▸ **Exercise instructions**
Look through the lines below and extract any with the word "stone".

▸ **Referring expression grounding data**
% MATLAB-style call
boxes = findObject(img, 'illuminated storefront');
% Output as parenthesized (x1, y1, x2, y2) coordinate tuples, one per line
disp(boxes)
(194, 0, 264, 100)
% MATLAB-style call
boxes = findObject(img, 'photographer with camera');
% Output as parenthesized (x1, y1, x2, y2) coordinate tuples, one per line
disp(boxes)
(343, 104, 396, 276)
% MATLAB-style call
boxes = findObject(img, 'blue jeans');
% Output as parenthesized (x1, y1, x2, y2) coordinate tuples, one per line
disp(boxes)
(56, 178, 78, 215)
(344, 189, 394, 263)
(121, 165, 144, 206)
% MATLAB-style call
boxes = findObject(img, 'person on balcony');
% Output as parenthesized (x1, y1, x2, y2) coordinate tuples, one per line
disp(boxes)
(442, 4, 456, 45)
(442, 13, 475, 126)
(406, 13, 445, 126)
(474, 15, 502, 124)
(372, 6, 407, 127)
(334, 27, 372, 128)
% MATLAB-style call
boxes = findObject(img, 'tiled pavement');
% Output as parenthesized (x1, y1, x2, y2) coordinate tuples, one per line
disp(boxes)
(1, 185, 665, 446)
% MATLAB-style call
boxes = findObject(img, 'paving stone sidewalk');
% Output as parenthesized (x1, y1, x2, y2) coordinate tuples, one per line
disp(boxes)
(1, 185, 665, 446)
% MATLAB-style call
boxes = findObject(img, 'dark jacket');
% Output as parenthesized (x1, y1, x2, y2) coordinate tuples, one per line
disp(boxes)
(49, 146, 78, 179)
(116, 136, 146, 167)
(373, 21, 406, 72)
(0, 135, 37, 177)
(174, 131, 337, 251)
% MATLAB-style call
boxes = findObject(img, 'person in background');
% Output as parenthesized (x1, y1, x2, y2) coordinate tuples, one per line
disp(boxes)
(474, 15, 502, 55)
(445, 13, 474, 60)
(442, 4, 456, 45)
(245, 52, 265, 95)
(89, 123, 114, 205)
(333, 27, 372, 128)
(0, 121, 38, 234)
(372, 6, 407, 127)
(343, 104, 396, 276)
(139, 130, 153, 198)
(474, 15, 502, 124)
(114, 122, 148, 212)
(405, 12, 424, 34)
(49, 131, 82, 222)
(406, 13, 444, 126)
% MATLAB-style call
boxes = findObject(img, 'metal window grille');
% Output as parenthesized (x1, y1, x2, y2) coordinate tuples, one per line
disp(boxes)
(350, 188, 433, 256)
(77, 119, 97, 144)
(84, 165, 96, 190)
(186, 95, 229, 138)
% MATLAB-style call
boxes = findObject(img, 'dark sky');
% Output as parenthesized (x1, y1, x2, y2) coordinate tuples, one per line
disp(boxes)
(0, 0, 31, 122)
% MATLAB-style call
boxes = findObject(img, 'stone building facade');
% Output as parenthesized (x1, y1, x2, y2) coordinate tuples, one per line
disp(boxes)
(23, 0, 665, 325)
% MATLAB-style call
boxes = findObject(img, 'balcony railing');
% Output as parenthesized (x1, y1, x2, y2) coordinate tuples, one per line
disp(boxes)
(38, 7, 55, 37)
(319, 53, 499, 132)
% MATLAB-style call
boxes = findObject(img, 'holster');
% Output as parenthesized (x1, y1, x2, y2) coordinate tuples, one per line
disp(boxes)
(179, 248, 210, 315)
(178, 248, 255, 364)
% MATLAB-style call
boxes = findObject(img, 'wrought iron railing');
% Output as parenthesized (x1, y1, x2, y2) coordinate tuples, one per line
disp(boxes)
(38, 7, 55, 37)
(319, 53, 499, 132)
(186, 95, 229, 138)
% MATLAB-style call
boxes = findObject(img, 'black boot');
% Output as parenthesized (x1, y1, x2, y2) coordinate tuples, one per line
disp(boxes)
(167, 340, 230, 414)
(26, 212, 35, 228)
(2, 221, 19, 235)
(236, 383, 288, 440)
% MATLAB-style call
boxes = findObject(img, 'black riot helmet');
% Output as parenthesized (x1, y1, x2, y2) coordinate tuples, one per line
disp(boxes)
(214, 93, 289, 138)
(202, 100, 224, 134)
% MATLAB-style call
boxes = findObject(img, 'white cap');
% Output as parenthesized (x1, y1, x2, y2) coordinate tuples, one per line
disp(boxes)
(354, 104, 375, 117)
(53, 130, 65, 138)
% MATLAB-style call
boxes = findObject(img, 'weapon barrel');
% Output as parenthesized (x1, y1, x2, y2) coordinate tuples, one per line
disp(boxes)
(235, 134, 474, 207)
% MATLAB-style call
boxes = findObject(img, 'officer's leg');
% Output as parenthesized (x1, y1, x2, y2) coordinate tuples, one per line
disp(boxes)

▸ **Written answer**
boxes = findObject(img, 'paving stone sidewalk');
boxes = findObject(img, 'stone building facade');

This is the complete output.